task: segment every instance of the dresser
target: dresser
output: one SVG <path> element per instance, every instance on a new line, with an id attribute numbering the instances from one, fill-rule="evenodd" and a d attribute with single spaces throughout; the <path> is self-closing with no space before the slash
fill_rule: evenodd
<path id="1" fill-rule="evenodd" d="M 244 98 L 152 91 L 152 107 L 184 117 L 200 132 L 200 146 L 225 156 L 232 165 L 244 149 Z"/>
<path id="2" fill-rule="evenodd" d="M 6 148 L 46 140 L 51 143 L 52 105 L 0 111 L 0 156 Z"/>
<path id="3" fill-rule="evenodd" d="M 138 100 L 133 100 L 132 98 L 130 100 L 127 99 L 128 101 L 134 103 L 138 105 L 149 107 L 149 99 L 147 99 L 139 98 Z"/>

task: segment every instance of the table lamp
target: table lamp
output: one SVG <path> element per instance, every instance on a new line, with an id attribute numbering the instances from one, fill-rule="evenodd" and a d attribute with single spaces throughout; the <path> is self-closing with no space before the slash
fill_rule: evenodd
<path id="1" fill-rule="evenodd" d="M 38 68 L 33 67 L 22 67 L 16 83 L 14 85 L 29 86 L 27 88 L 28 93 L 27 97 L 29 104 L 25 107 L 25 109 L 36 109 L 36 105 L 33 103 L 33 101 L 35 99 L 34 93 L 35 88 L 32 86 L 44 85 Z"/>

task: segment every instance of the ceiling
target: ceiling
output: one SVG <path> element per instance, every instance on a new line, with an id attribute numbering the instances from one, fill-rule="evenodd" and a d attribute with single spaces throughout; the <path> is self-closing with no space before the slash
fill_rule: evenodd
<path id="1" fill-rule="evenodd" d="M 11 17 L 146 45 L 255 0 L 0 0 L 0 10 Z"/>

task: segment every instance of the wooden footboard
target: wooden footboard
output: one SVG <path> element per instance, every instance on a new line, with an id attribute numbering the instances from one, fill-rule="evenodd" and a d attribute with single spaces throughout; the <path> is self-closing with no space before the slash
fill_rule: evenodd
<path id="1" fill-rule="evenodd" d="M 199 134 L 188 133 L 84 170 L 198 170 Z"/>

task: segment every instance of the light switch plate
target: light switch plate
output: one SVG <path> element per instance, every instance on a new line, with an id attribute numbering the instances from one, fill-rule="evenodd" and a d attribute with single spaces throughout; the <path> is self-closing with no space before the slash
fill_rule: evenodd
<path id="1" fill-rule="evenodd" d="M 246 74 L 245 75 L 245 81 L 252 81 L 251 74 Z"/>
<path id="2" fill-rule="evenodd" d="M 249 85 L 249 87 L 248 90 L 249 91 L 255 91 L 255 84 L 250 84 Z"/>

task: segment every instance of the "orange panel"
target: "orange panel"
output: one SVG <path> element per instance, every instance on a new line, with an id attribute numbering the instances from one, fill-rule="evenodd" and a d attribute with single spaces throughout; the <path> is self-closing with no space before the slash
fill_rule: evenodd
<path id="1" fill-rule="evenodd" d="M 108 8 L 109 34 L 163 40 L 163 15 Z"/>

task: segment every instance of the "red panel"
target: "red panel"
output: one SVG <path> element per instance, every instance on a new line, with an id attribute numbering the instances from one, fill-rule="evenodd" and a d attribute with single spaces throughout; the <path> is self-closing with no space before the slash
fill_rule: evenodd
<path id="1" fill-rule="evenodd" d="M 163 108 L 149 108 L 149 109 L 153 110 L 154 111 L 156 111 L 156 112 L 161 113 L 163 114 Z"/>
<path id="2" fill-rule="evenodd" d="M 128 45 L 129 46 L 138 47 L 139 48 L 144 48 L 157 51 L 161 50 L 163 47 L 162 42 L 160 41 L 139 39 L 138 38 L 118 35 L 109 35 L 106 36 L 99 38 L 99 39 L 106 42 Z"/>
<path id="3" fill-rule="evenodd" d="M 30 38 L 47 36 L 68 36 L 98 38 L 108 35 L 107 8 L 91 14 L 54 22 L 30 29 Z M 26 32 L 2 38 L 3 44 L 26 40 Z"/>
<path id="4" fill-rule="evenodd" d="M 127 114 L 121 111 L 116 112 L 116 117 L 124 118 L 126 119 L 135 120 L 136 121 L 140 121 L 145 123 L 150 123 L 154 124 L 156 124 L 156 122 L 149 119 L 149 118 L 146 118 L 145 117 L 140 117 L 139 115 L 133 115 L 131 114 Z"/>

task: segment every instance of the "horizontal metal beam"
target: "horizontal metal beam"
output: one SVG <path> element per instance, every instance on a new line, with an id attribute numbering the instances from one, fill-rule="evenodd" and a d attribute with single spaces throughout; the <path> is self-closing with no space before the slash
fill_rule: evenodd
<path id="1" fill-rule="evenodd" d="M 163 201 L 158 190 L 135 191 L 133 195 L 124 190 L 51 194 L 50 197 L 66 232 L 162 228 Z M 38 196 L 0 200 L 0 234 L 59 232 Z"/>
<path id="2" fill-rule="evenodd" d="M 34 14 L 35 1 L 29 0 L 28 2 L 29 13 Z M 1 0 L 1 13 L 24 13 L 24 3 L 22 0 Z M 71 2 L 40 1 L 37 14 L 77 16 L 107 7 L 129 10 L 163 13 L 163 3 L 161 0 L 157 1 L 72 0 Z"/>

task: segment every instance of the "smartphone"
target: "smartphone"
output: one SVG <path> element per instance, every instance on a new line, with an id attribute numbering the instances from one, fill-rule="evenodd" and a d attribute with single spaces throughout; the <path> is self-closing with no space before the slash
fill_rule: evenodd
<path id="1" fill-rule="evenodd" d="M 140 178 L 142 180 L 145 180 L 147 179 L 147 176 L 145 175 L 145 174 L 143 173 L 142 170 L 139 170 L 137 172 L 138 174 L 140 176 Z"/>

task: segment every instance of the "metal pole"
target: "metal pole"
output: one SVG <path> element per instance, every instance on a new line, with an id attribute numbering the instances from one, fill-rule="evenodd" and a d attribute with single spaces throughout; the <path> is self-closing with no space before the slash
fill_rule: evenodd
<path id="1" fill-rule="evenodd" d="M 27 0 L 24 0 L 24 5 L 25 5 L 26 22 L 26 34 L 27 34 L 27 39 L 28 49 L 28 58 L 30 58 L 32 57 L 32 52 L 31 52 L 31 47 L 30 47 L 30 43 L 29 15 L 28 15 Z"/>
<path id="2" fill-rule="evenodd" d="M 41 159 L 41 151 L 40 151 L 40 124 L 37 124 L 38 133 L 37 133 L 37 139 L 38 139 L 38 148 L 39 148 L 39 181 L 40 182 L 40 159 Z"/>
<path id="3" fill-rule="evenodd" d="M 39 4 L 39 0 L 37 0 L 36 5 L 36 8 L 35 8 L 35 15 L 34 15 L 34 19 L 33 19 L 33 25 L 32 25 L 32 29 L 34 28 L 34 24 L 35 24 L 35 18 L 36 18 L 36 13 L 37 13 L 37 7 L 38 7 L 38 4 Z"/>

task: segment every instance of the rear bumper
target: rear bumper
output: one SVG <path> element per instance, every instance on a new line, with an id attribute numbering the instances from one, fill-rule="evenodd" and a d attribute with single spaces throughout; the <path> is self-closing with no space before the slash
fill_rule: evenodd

————

§ **What the task asks**
Copy every item above, changing each "segment" to "outline" and keeping everything else the same.

§ **Complete answer**
task: outline every instance of the dresser
target: dresser
output: one SVG <path> element per instance, every instance on a new line, with an id attribute numbering the instances from one, fill-rule="evenodd" and a d attribute with single spaces throughout; the <path> is self-closing with no space before the slash
fill_rule: evenodd
<path id="1" fill-rule="evenodd" d="M 244 98 L 152 91 L 152 107 L 184 117 L 200 132 L 200 146 L 225 156 L 232 165 L 244 149 Z"/>
<path id="2" fill-rule="evenodd" d="M 6 148 L 46 140 L 51 143 L 52 105 L 0 111 L 0 156 Z"/>
<path id="3" fill-rule="evenodd" d="M 138 100 L 133 100 L 132 98 L 130 100 L 127 99 L 128 101 L 134 103 L 138 105 L 149 107 L 149 99 L 147 99 L 139 98 Z"/>

task: outline every instance of the table lamp
target: table lamp
output: one SVG <path> element per instance, every instance on a new line, with an id attribute numbering the instances from one, fill-rule="evenodd" and a d attribute with single spaces throughout; the <path> is self-closing with no space before the slash
fill_rule: evenodd
<path id="1" fill-rule="evenodd" d="M 38 68 L 33 67 L 22 67 L 16 83 L 14 85 L 29 86 L 27 88 L 28 93 L 27 97 L 29 104 L 25 107 L 25 109 L 36 109 L 36 105 L 33 103 L 33 101 L 35 99 L 34 93 L 35 88 L 32 86 L 44 85 Z"/>

task: outline every instance of the ceiling
target: ceiling
output: one SVG <path> element per instance, every instance on a new line, with an id attribute numbering the instances from one, fill-rule="evenodd" and a d attribute with single spaces throughout; the <path> is self-closing with no space before the slash
fill_rule: evenodd
<path id="1" fill-rule="evenodd" d="M 11 17 L 146 45 L 255 0 L 0 0 L 0 10 Z"/>

task: outline every instance of the wooden footboard
target: wooden footboard
output: one SVG <path> element per instance, every instance on a new line, with an id attribute numbering the instances from one, fill-rule="evenodd" and a d attribute with single spaces throughout; the <path> is self-closing with no space before the slash
fill_rule: evenodd
<path id="1" fill-rule="evenodd" d="M 199 134 L 188 133 L 84 170 L 198 170 Z"/>

task: outline every instance of the light switch plate
target: light switch plate
output: one SVG <path> element per instance, every instance on a new line, with an id attribute numbering the instances from one, fill-rule="evenodd" and a d attribute with single spaces throughout; the <path> is self-closing with no space before the slash
fill_rule: evenodd
<path id="1" fill-rule="evenodd" d="M 246 74 L 245 75 L 245 81 L 252 81 L 251 74 Z"/>
<path id="2" fill-rule="evenodd" d="M 249 85 L 249 87 L 248 90 L 249 91 L 255 91 L 255 84 L 250 84 Z"/>

task: outline every instance of the "orange panel"
target: "orange panel"
output: one SVG <path> element per instance, every instance on a new line, with an id attribute numbering the instances from one, fill-rule="evenodd" and a d attribute with single spaces throughout; the <path> is self-closing with no space before the slash
fill_rule: evenodd
<path id="1" fill-rule="evenodd" d="M 108 8 L 109 34 L 163 40 L 163 15 Z"/>

task: outline every instance of the "red panel"
target: "red panel"
output: one SVG <path> element per instance, every instance on a new line, with an id attribute numbering the instances from one, fill-rule="evenodd" and a d attribute with single spaces throughout; the <path> is self-closing with no space before the slash
fill_rule: evenodd
<path id="1" fill-rule="evenodd" d="M 163 108 L 149 108 L 149 109 L 153 110 L 154 111 L 156 111 L 156 112 L 161 113 L 163 114 Z"/>
<path id="2" fill-rule="evenodd" d="M 128 45 L 129 46 L 138 47 L 139 48 L 144 48 L 157 51 L 161 50 L 163 47 L 162 42 L 160 41 L 139 39 L 138 38 L 118 35 L 109 35 L 106 36 L 99 38 L 99 39 L 106 42 Z"/>
<path id="3" fill-rule="evenodd" d="M 30 38 L 47 36 L 68 36 L 98 38 L 108 35 L 107 8 L 91 14 L 54 22 L 30 29 Z M 26 32 L 2 38 L 3 44 L 26 40 Z"/>
<path id="4" fill-rule="evenodd" d="M 127 114 L 121 111 L 116 112 L 116 117 L 124 118 L 126 119 L 135 120 L 136 121 L 140 121 L 145 123 L 150 123 L 154 124 L 156 124 L 156 122 L 149 119 L 149 118 L 146 118 L 145 117 L 140 117 L 139 115 L 133 115 L 131 114 Z"/>

task: outline every instance of the "horizontal metal beam"
target: "horizontal metal beam"
output: one SVG <path> element per instance, every instance on a new line, with an id attribute numbering the instances from one, fill-rule="evenodd" and a d attribute with single spaces throughout; the <path> is self-closing with no space before the slash
fill_rule: evenodd
<path id="1" fill-rule="evenodd" d="M 163 201 L 158 190 L 135 191 L 133 195 L 124 190 L 51 194 L 50 197 L 66 232 L 162 228 Z M 38 196 L 0 200 L 0 234 L 59 232 Z"/>
<path id="2" fill-rule="evenodd" d="M 34 14 L 35 1 L 29 0 L 28 2 L 29 13 Z M 1 0 L 1 13 L 24 13 L 24 3 L 22 0 Z M 71 2 L 40 1 L 37 14 L 77 16 L 107 7 L 129 10 L 163 13 L 163 3 L 161 0 L 157 1 L 72 0 Z"/>

task: outline every instance of the "smartphone"
target: "smartphone"
output: one SVG <path> element per instance, every instance on a new line, with an id attribute numbering the instances from one, fill-rule="evenodd" and a d attribute with single spaces throughout; the <path> is self-closing with no space before the slash
fill_rule: evenodd
<path id="1" fill-rule="evenodd" d="M 140 178 L 142 180 L 145 180 L 147 179 L 147 176 L 145 175 L 145 174 L 143 173 L 142 170 L 139 170 L 137 172 L 138 174 L 140 176 Z"/>

task: outline every instance of the "metal pole"
target: "metal pole"
output: one SVG <path> element per instance, every instance on a new line, with an id attribute numbering the instances from one, fill-rule="evenodd" and a d attribute with single spaces throughout; the <path> is self-closing with no space before the slash
fill_rule: evenodd
<path id="1" fill-rule="evenodd" d="M 27 0 L 24 0 L 24 5 L 25 5 L 26 22 L 26 34 L 27 34 L 27 39 L 28 49 L 28 58 L 30 58 L 32 57 L 32 52 L 31 52 L 31 47 L 30 47 L 30 43 L 29 15 L 28 15 Z"/>
<path id="2" fill-rule="evenodd" d="M 41 159 L 41 151 L 40 151 L 40 124 L 37 124 L 38 133 L 37 133 L 37 139 L 38 139 L 38 148 L 39 148 L 39 181 L 40 182 L 40 159 Z"/>
<path id="3" fill-rule="evenodd" d="M 39 4 L 39 0 L 37 0 L 36 5 L 36 8 L 35 8 L 35 15 L 34 15 L 34 19 L 33 19 L 33 25 L 32 25 L 32 29 L 34 28 L 34 24 L 35 24 L 35 18 L 36 18 L 36 13 L 37 13 L 37 7 L 38 7 L 38 4 Z"/>

task: outline every instance of the rear bumper
target: rear bumper
output: one SVG <path> element per instance, every instance on a new line, with an id attribute numbering the instances from one, fill-rule="evenodd" and a d attribute with single spaces throughout; the <path> is self-closing with no space before the slash
fill_rule: evenodd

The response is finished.